** begin DOCUMENT EXCERPT **
The Monday Check-In ~ 3/11/2019

cooltext1850356879 My Monday tradition, including a look back and a look ahead — what I read last week, what new books came my way, and what books are keeping me busy right now. Plus a smattering of other stuff too.

What did I read during the last week?

Daisy Jones & The Six by Taylor Jenkins Reid: Loved it! My review is here.

The Lieutenant’s Nurse by Sara Ackerman: Historical fiction/romance centered around the attack on Pearl Harbor. My review is here.

Gmorning, Gnight!: Little Pep Talks for Me & You by Lin-Manuel Miranda, illustrated by Jonny Sun. A sweet book — my review is here.

In audiobooks:

I listened to Lucky Suit by Lauren Blakely, which was an Audible freebie last month. It’s a short, fluffy, modern romance — not really my thing, but pleasant enough to keep me entertained while driving.

Pop culture goodness:

I finished watching season 5 of Grace & Frankie!

Anyone else feel like most of the characters are getting really mean? And that Frankie is becoming more and more intolerable? I’m still really having fun with this show, but certain moments really made me cringe. And now we wait for season 6!

Fresh Catch:

No new books this week! I mean, yes, I did get a few library books (that will probably end up going back unread)… and well, yes, I did end up grabbing a few price-dropped e-books this week:

What will I be reading during the coming week?

Currently in my hands:

Woman 99 by Greer Macallister: Historical fiction — off to a good start!

Now playing via audiobook:

Tortall and Other Lands by Tamora Pierce: More Tortall! After finishing the Beka Cooper books, I didn’t want to pull myself completely away from this fantasy world. So far, I’m enjoying this collection of stories set in and around Tortall, featuring some familiar characters as well as introducing us to new people and magical creatures.

Ongoing reads:

Two ongoing reads with my book group, plus one more on my own just for kicks:

  • A Plague of Zombies by Diana Gabaldon: Continuing our journey through all of the Lord John books and stories.
  • Their Eyes Were Watching God by Zora Neale Hurston: Our group classic read.
  • The Old Curiosity Shop by Charles Dickens: I’m reading this classic via the Serial Reader app, and really enjoying it! I’m at 70% — the end is in sight!

So many books, so little time…

boy1

The Monday Check-In ~ 3/4/2019

cooltext1850356879 My Monday tradition, including a look back and a look ahead — what I read last week, what new books came my way, and what books are keeping me busy right now. Plus a smattering of other stuff too.

Life.

What a week. Insanely busy at work, and then crazy hectic at home too. So… my reading time got squished down to almost nothing, leaving me frustrated. Boo.

What did I read during the last week?

Pachinko by Min Jin Lee: I actually finished this the previous weekend, but just posted my review this week.
** end DOCUMENT EXCERPT **
** begin MATERIAL SUPPLIED **
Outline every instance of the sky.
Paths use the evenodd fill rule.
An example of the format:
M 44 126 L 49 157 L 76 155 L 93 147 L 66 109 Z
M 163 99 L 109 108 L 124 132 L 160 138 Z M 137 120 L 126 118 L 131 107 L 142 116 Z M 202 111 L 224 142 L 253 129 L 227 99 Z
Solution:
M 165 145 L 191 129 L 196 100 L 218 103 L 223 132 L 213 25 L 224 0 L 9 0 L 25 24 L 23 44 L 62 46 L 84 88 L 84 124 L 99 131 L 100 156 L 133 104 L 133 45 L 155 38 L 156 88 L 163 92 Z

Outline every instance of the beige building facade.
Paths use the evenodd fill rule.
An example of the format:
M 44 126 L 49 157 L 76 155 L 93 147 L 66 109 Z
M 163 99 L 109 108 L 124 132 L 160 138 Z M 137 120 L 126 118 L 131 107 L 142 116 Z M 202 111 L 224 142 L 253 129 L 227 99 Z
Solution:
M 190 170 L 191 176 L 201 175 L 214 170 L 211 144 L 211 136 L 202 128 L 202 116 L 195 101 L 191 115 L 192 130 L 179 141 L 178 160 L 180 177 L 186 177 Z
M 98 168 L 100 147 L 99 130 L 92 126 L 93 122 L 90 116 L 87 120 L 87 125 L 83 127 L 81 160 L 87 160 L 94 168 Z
** end MATERIAL SUPPLIED **
* _PROBLEMS TO SOLVE_:
**a)** How far into The Old Curiosity Shop is the writer of the book blog post?
**b)** Pick up the book blog post after its last sentence and keep writing.
The records have no connection to the book blog post.

* _RESPONSES FOR EACH TASK_:
**a)** 70%

**b)**
That Ain’t Witchcraft by Seanan McGuire: The 8th book in the super-fun InCryptid series! My review is here.

In audiobooks:

I finshed the Beka Cooper trilogy by Tamora Pierce! Loved these books so much. My series wrap-up post is here.

Also, I listened to…

The Test by Sylvain Neuvel: The audiobook version of this novella is short (2 hours, 12 minutes). I can’t say I was bored, but I thought overall that this work of speculative fiction lacked true depth, and the key plot twist is just too obvious. Not a bad way to kill a couple of hours, but certainly nowhere near the greatness of the Themis Files books.

Pop culture goodness:

What a week for theater! I ended up seeing two terrific performances this week:

What a fun production! The costumes are so eye-poppingly colorful, and the choreography was a treat too.

But the true highlight for me was seeing…

HAMILTON!!! This was my 2nd time seeing the show, and if possible, I loved it even more the 2nd time around. I saw it Saturday night, and have been walking around with a dopey grin ever since, singing my own off-key version of the songs and feeling some serious afterglow.

Oh, and I got this shirt, which makes me very happy.

Yes, I absolutely needed a Hamilton in San Francisco shirt!

Fresh Catch:

I picked up a print copy of the book I’m reading via Serial Reader, to make it easier when I need to go back and check details.

AND… it’s always a treat to get an email from Goodreads about winning a giveaway! I won a Kindle edition of this book this week:

Gorgeous cover, right? And the premise sounds amazing. Since the book doesn’t come out until September, I’ll probably hold off a bit before reading it — but I’m so excited to have a copy of my own!

What will I be reading during the coming week?

Currently in my hands:

I’m bouncing between a few books right now:

  • Daisy Jones & the Six by Taylor Jenkins Reid: So excited to be starting this book finally.
  • Here by Richard McGuire: A graphic novel recommended to me by a friend.
  • Gmorning, Gnight! … because I’m high on Lin-Manuel Miranda right now.
Now playing via audiobook:

Lucky Suit by Lauren Blakely: Okay, I’ll be the first to admit that this does not look like my sort of listen. Still, it was an Audible freebie last month, it’s under 2 1/2 hours, and what the heck? Might as well go with something quick and light before committing to one of the longer listens in my library.

Ongoing reads:

Two ongoing reads with my book group, plus one more on my own just for kicks:

  • A Plague of Zombies by Diana Gabaldon: Continuing our journey through all of the Lord John books and stories.
  • Their Eyes Were Watching God by Zora Neale Hurston: Our group classic read.
  • The Old Curiosity Shop by Charles Dickens: I’m reading this classic via the Serial Reader app. So good! I’m now at 40%.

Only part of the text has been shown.